(Natural language region descriptions)
== Segment start ==

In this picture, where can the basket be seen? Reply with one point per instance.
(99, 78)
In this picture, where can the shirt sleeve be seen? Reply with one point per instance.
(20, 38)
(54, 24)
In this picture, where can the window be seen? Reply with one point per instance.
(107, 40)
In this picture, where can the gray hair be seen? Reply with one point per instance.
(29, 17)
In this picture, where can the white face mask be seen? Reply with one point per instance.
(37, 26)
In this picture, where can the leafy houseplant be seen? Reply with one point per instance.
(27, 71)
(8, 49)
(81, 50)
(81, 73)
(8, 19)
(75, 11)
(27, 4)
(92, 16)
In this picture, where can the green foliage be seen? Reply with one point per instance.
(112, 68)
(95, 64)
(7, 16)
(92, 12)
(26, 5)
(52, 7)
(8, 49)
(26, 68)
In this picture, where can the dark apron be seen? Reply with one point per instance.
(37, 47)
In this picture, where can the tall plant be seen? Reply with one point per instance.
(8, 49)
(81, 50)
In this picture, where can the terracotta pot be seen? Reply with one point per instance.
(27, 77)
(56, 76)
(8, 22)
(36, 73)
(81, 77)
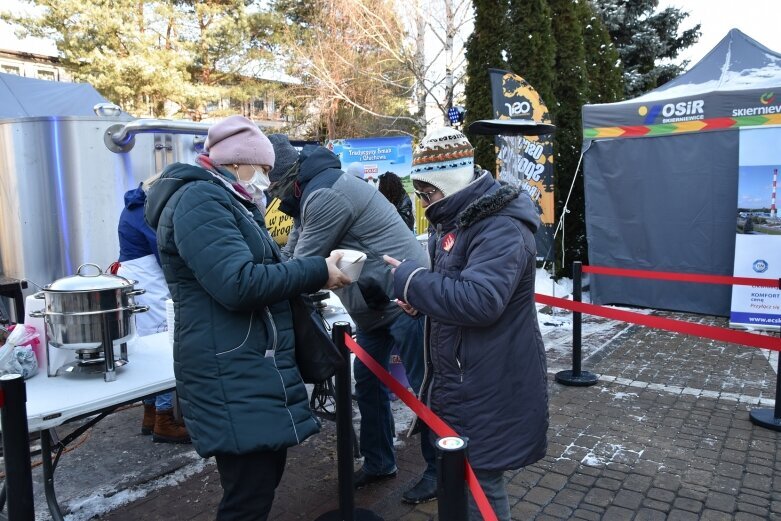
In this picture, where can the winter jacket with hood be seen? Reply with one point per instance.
(136, 238)
(234, 363)
(485, 360)
(339, 211)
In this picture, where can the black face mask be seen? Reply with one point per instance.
(291, 206)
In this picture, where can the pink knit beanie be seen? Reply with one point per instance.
(238, 141)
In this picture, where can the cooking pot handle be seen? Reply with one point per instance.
(100, 270)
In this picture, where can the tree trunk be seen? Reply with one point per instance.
(449, 34)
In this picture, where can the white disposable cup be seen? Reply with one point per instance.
(351, 263)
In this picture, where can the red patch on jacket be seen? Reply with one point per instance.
(448, 241)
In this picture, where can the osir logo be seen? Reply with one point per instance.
(671, 112)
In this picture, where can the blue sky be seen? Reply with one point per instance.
(755, 186)
(760, 153)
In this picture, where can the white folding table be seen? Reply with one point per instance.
(53, 401)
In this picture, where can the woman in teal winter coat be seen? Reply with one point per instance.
(242, 397)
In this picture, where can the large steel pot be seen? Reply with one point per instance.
(88, 312)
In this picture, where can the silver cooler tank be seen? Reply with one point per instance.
(62, 191)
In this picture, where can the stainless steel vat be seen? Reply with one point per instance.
(62, 190)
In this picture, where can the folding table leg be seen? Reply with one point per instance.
(48, 476)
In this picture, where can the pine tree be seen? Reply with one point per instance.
(644, 38)
(571, 91)
(484, 50)
(603, 66)
(531, 50)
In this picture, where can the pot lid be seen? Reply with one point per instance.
(85, 282)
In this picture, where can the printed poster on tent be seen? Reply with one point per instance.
(758, 238)
(525, 161)
(375, 155)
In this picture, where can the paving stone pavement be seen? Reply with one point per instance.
(665, 434)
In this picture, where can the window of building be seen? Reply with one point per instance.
(11, 69)
(44, 74)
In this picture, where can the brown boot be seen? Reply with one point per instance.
(168, 430)
(148, 423)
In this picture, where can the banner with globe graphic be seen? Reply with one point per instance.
(758, 238)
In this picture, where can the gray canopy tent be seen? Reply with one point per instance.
(27, 97)
(661, 171)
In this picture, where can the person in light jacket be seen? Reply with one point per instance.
(486, 367)
(335, 210)
(241, 393)
(139, 261)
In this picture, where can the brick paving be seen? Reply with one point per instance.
(664, 435)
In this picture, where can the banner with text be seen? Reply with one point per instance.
(375, 155)
(758, 238)
(526, 161)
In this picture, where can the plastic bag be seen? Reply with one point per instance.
(23, 335)
(17, 356)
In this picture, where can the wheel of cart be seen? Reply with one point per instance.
(322, 400)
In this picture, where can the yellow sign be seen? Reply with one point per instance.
(279, 224)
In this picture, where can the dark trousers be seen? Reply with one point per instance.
(248, 484)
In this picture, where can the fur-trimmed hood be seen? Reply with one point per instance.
(483, 198)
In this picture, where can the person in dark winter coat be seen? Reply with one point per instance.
(390, 186)
(139, 261)
(486, 368)
(241, 393)
(339, 211)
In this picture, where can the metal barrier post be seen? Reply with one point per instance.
(770, 418)
(451, 479)
(16, 448)
(576, 377)
(344, 438)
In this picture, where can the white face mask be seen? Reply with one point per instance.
(256, 186)
(259, 182)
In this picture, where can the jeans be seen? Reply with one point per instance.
(162, 402)
(376, 437)
(492, 482)
(248, 484)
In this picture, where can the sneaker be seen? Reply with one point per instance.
(423, 491)
(361, 478)
(148, 423)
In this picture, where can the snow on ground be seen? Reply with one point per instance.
(105, 499)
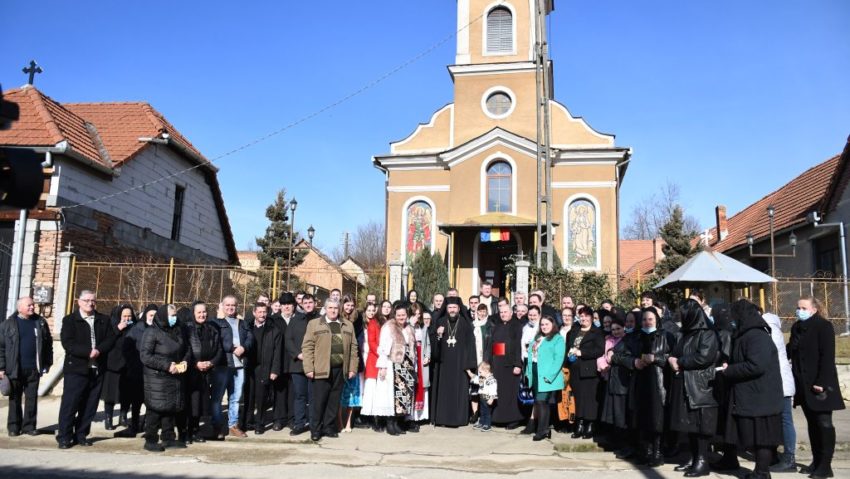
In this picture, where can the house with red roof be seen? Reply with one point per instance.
(821, 189)
(637, 260)
(121, 185)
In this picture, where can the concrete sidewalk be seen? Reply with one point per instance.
(463, 452)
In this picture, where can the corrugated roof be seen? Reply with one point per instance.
(791, 203)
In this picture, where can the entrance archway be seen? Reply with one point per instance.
(489, 261)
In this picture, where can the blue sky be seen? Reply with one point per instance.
(727, 99)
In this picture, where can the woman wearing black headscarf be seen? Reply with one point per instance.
(133, 386)
(693, 408)
(755, 385)
(165, 356)
(724, 326)
(648, 396)
(206, 354)
(116, 367)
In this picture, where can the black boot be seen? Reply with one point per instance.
(699, 468)
(816, 442)
(541, 411)
(579, 432)
(530, 427)
(588, 430)
(729, 461)
(827, 443)
(699, 450)
(109, 410)
(656, 457)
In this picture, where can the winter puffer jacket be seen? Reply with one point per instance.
(162, 345)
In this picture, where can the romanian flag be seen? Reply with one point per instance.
(495, 235)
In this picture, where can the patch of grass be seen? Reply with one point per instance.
(577, 447)
(842, 349)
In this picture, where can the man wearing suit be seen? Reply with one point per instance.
(294, 337)
(87, 338)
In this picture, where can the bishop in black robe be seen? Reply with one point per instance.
(454, 357)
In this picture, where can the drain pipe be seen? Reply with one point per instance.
(18, 257)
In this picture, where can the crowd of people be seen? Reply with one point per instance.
(638, 381)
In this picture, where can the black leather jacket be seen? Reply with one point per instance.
(698, 351)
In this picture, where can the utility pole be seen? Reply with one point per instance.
(544, 157)
(345, 237)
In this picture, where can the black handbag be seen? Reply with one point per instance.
(5, 385)
(525, 395)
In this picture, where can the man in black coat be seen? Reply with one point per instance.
(26, 352)
(87, 338)
(294, 364)
(283, 394)
(812, 352)
(263, 370)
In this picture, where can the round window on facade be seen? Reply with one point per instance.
(499, 104)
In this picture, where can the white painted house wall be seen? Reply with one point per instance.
(153, 205)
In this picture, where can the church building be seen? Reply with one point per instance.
(465, 183)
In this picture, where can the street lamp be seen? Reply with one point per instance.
(792, 241)
(815, 219)
(292, 205)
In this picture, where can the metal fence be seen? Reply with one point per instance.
(140, 284)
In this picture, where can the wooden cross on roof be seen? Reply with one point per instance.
(32, 69)
(706, 237)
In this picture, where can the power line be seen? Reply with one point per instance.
(295, 123)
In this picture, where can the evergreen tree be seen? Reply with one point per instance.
(678, 247)
(430, 275)
(276, 243)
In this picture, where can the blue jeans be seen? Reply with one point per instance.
(231, 380)
(302, 397)
(789, 434)
(483, 412)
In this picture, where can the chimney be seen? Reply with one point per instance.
(722, 225)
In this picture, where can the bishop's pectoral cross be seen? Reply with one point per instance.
(32, 70)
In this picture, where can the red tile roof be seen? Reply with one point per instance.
(106, 133)
(637, 261)
(44, 122)
(122, 124)
(633, 252)
(805, 193)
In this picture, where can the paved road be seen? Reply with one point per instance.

== Segment end ==

[Problem details]
Pictures stay out; the data above is to be returned exactly.

[Completed task]
In this picture, where can the basket be seen? Reply with one point per instance.
(99, 78)
In this picture, where can the shirt sleeve be seen? Reply with one point per instance.
(20, 38)
(54, 24)
In this picture, where can the window be seen? Reply with one point per instance.
(107, 40)
In this picture, where can the gray hair be seen? Reply with one point per instance.
(29, 17)
In this picture, where can the white face mask be seen? Reply with one point per instance.
(37, 26)
In this picture, where can the leafy houseplant be seen? Reply with one point per instance.
(27, 71)
(8, 49)
(81, 50)
(81, 73)
(8, 19)
(75, 11)
(27, 4)
(92, 16)
In this picture, where can the green foliage be seen? Reply with one point per instance.
(112, 68)
(95, 64)
(7, 16)
(92, 12)
(26, 5)
(52, 7)
(8, 49)
(26, 68)
In this picture, where can the dark apron be seen? Reply with one point per instance.
(37, 47)
In this picture, where can the tall plant be seen? Reply with one point per instance.
(8, 49)
(81, 50)
In this picture, where can the terracotta pot be seen? Reply with one point per instance.
(27, 77)
(56, 76)
(8, 22)
(36, 73)
(81, 77)
In this picture, where can the winter jacket with hood be seen? Reply with one point per instance.
(136, 238)
(234, 363)
(485, 360)
(339, 211)
In this picture, where can the black face mask be seen? Reply with one point per instance.
(291, 206)
In this picture, where can the pink knit beanie be seen? Reply with one point per instance.
(238, 141)
In this picture, where can the cooking pot handle be seen? Reply with one point per instance.
(100, 270)
In this picture, where can the tree trunk be seen? Reply with one point per instance.
(449, 34)
In this picture, where can the white disposable cup be seen? Reply with one point per instance.
(351, 263)
In this picture, where can the red patch on jacket be seen? Reply with one point per instance.
(448, 241)
In this picture, where can the osir logo be seen? Reply with one point per instance.
(671, 112)
In this picture, where can the blue sky be seen? Reply with one point per instance.
(755, 186)
(760, 153)
In this picture, where can the white folding table be seen? Reply with one point per instance.
(53, 401)
In this picture, where can the woman in teal winter coat be seen? Reply with one point per instance.
(242, 397)
In this picture, where can the large steel pot be seen? Reply with one point per instance.
(88, 312)
In this picture, where can the silver cooler tank be seen? Reply with one point per instance.
(62, 191)
In this picture, where can the stainless steel vat be seen? Reply with one point per instance.
(62, 190)
In this picture, where can the folding table leg be seen? Reply with one point per instance.
(48, 476)
In this picture, where can the pine tree be seen? Reply with one point per instance.
(644, 38)
(571, 91)
(484, 50)
(603, 66)
(531, 50)
In this picture, where can the pot lid be seen? Reply with one point per instance.
(85, 282)
In this picture, where can the printed poster on tent be seen? Reply with one point per instance.
(758, 238)
(525, 161)
(375, 155)
In this picture, where can the paving stone pavement be seen? Reply with one point per instance.
(665, 434)
In this picture, where can the window of building be seen? Reply with one point per instance.
(11, 69)
(44, 74)
In this picture, where can the brown boot be seen? Reply with one point per instance.
(168, 430)
(148, 423)
In this picture, where can the banner with globe graphic be seen? Reply with one point per instance.
(758, 238)
In this picture, where can the gray canopy tent be seen? Reply with one point per instance.
(27, 97)
(661, 171)
In this picture, where can the person in light jacket be seen? Reply with one point per instance.
(486, 367)
(335, 210)
(241, 393)
(139, 261)
In this picture, where can the brick paving be seen? Reply with one point per instance.
(664, 435)
In this picture, where can the banner with text be seen? Reply with one point per instance.
(375, 155)
(758, 238)
(526, 161)
In this picture, where can the plastic bag be seen? Reply with one point per instance.
(23, 335)
(17, 356)
In this picture, where can the wheel of cart be seen? Reply with one point per instance.
(322, 400)
In this picture, where can the yellow sign be seen? Reply with one point per instance.
(279, 224)
In this picture, where can the dark trousers be seen? Reply with one point per instance.
(248, 484)
In this picture, where can the fur-trimmed hood be seen? Reply with one point per instance.
(483, 198)
In this picture, where can the person in dark winter coat be seen? Reply with one point per instance.
(390, 186)
(139, 261)
(486, 368)
(241, 393)
(339, 211)
In this picture, where can the metal barrier post be seen? Reply with one point per instance.
(770, 418)
(451, 479)
(16, 448)
(576, 377)
(344, 438)
In this picture, where can the white face mask be seen? Reply with one point per instance.
(256, 186)
(259, 182)
In this picture, where can the jeans be seen? Reply with one point per instance.
(162, 402)
(376, 437)
(492, 482)
(248, 484)
In this picture, where can the sneaker be seen? Reply with one point per instance.
(423, 491)
(361, 478)
(148, 423)
In this picture, where can the snow on ground be seen? Reply with one point per instance.
(105, 499)
In this picture, where can the house with red roof be seen? Reply with one point per instance.
(821, 189)
(637, 260)
(121, 185)
In this picture, where can the concrete sidewalk be seen? Reply with one point per instance.
(463, 452)
In this picture, where can the corrugated roof be seen? Reply with one point per instance.
(791, 203)
In this picture, where can the entrance archway be seen? Reply with one point per instance.
(489, 261)
In this picture, where can the blue sky be seen? Reply with one point per instance.
(727, 99)
In this picture, where can the woman wearing black headscarf be seen? Reply with one point per instance.
(133, 386)
(693, 408)
(755, 385)
(165, 356)
(724, 326)
(648, 396)
(206, 354)
(116, 367)
In this picture, where can the black boot be seen? Reply with one point per instance.
(699, 468)
(816, 442)
(541, 411)
(579, 432)
(530, 427)
(588, 430)
(729, 461)
(827, 443)
(699, 450)
(109, 410)
(656, 457)
In this picture, where can the winter puffer jacket be seen? Reply with one point per instance.
(162, 345)
In this picture, where can the romanian flag be seen? Reply with one point per instance.
(495, 235)
In this picture, where can the patch of grass be seen? Reply with one point per instance.
(577, 447)
(842, 349)
In this picture, where can the man wearing suit be seen? Reply with one point per instance.
(294, 337)
(87, 338)
In this picture, where can the bishop in black robe be seen? Reply with one point per instance.
(454, 357)
In this picture, where can the drain pipe be seen? Reply with one point per instance.
(18, 257)
In this picture, where can the crowd of people be seen? Reply with one point per instance.
(638, 381)
In this picture, where can the black leather jacket be seen? Reply with one point per instance.
(698, 351)
In this picture, where can the utility pole be seen? Reply with one point per instance.
(544, 157)
(345, 237)
In this picture, where can the black handbag be seen? Reply with one point per instance.
(5, 385)
(525, 395)
In this picture, where can the man in black coat be seen? Reply with one point per instance.
(26, 352)
(87, 338)
(294, 364)
(283, 394)
(812, 352)
(263, 370)
In this picture, where can the round window on facade be seen? Reply with one point per instance.
(499, 104)
In this picture, where can the white painted house wall be seen? Reply with one point per instance.
(153, 205)
In this picture, where can the church building be seen? Reply with one point per instance.
(465, 183)
In this picture, where can the street lamp be seen? Reply with one point per instance.
(792, 241)
(815, 219)
(292, 205)
In this picture, where can the metal fence be seen? Reply with one point per instance.
(140, 284)
In this picture, where can the wooden cross on roof be seen? Reply with one point per instance.
(32, 69)
(706, 237)
In this picture, where can the power line be seen? Reply with one point per instance.
(295, 123)
In this picture, where can the evergreen tree be seen? Reply with one point per instance.
(678, 247)
(430, 275)
(276, 243)
In this picture, where can the blue jeans be seen? Reply with one point per instance.
(231, 380)
(302, 397)
(789, 434)
(483, 412)
In this picture, where can the chimney be seen? Reply with one point per instance.
(722, 225)
In this picture, where can the bishop's pectoral cross be seen? Reply with one point per instance.
(32, 70)
In this picture, where can the red tile roof be seen? Reply with one point per instance.
(106, 133)
(637, 261)
(44, 122)
(122, 124)
(633, 252)
(805, 193)
In this picture, where can the paved road be seen? Reply with one point per instance.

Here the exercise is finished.